DIRECTIONS FOR THIS TASK
Print the data below verbatim, starting at the line containing "Get tree bark." and ending after the line containing "0 274 30 754". Print no other lines.

= = =

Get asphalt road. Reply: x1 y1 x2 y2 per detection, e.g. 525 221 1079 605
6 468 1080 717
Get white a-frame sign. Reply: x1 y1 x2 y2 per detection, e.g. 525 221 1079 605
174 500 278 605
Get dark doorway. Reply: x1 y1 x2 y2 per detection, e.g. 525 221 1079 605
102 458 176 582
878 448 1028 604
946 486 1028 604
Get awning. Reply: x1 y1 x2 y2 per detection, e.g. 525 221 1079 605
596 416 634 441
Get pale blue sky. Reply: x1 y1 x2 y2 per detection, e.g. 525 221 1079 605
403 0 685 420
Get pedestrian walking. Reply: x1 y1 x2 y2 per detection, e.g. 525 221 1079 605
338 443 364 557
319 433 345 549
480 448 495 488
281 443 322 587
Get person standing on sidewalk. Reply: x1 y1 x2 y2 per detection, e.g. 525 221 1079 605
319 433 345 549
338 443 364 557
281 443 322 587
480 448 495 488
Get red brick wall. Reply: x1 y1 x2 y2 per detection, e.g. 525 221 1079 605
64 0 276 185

= = =

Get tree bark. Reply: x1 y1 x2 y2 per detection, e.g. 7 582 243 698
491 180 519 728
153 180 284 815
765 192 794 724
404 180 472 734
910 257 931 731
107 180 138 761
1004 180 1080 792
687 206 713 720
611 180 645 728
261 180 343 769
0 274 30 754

= = =

THE SOLUTION
Get tree bark. Reply: x1 y1 x2 y2 per detection, e.g. 7 582 243 698
491 180 519 728
153 180 284 815
765 192 794 724
404 180 472 734
910 257 931 731
107 180 138 761
1004 180 1080 792
687 206 713 720
611 180 645 728
261 180 343 769
0 274 30 754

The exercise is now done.